WORK TO BE COMPLETED:
Recast every one of the rows below as a Markdown table with two columns, No and Line. Put each row's number under No and its text under Line, and skip any blank lines.
########
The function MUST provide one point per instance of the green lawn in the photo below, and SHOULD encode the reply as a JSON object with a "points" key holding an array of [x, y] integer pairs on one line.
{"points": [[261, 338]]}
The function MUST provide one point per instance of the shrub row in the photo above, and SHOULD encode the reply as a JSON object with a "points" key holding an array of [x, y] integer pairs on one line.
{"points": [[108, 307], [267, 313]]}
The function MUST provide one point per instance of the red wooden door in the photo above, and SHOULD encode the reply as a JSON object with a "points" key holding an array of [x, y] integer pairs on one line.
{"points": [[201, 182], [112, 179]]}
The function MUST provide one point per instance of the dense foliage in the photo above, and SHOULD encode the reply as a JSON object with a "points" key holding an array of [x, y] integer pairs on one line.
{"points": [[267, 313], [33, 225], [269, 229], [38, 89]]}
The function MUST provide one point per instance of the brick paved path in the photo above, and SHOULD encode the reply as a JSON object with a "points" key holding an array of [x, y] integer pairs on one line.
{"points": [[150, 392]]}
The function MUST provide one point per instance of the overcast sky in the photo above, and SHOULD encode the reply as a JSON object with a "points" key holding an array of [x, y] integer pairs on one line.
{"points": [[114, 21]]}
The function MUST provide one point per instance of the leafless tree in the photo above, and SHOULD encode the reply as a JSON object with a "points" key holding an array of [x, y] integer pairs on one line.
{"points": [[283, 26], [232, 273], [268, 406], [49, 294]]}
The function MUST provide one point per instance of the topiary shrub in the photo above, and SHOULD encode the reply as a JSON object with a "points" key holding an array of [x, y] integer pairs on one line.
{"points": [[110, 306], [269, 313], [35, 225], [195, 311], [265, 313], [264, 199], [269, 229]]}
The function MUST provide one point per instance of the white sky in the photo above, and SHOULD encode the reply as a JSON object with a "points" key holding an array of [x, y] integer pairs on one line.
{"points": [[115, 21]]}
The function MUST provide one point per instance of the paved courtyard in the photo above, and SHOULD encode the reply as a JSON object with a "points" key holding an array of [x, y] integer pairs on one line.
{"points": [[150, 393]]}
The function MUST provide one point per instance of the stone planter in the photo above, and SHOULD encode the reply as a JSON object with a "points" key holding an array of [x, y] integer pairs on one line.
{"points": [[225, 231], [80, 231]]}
########
ANSWER TO THIS PROBLEM:
| No | Line |
|---|---|
| 1 | The function MUST provide one point per instance of the green lawn in the photo below, and SHOULD encode the reply as a JSON object with a "points" key holding an array of [x, y] integer pairs on one line. |
| 2 | {"points": [[261, 338]]} |
| 3 | The function MUST provide one point per instance of the shrub row in the photo above, and SHOULD encode the reply as a JSON object with a "points" key holding an array of [x, y] integer pairs on one line. |
| 4 | {"points": [[108, 307], [267, 313]]} |
| 5 | The function MUST provide one point per instance of the red wooden door in the photo above, and SHOULD encode the reply as a JSON object with a "points" key holding an array of [x, y] integer pairs on one line. |
| 6 | {"points": [[201, 182], [112, 179]]} |
| 7 | The function MUST provide one point per instance of the dense foliage in the photo above, and SHOULD encode the reply as a JSON object with a "points" key holding an array of [x, y] integer pairs on one line. |
| 8 | {"points": [[267, 313], [33, 225], [269, 229], [38, 89]]} |
| 9 | The function MUST provide one point per instance of the brick paved path in the photo above, and SHOULD encode the reply as a JSON object with a "points" key holding an array of [x, y] integer pairs on one line. |
| 10 | {"points": [[150, 392]]} |
| 11 | The function MUST provide one point per instance of the overcast sky in the photo above, and SHOULD encode the reply as a JSON object with a "points" key holding an array of [x, y] integer pairs on one line. |
| 12 | {"points": [[114, 21]]} |
| 13 | The function MUST provide one point per instance of the leafless tree in the photo above, and SHOULD encode the reply as a JSON object with a "points" key holding an array of [x, y] integer pairs on one line. |
| 14 | {"points": [[283, 26], [232, 273], [268, 406], [49, 294]]} |
| 15 | The function MUST provide one point per instance of the topiary shrub in the photo above, and SHOULD encode the reply as a JSON object with a "points" key holding an array of [x, y] integer pairs on one line. |
| 16 | {"points": [[110, 306], [269, 313], [35, 225], [195, 311], [265, 313], [264, 199], [269, 229]]} |
| 17 | The function MUST provide one point per instance of the white sky in the photo above, and SHOULD encode the reply as a JSON object with a "points" key holding an array of [x, y] integer pairs on one line. |
| 18 | {"points": [[115, 21]]} |
| 19 | The function MUST provide one point per instance of the paved courtyard in the photo above, and SHOULD encode the reply as a JSON object with a "points" key holding an array of [x, y] integer pairs on one line. |
| 20 | {"points": [[150, 393]]} |
| 21 | The function MUST provide one point per instance of the stone planter in the photo above, and SHOULD encode the reply as a JSON object with a "points" key holding an array of [x, y] integer pairs on one line. |
| 22 | {"points": [[225, 231], [80, 231]]} |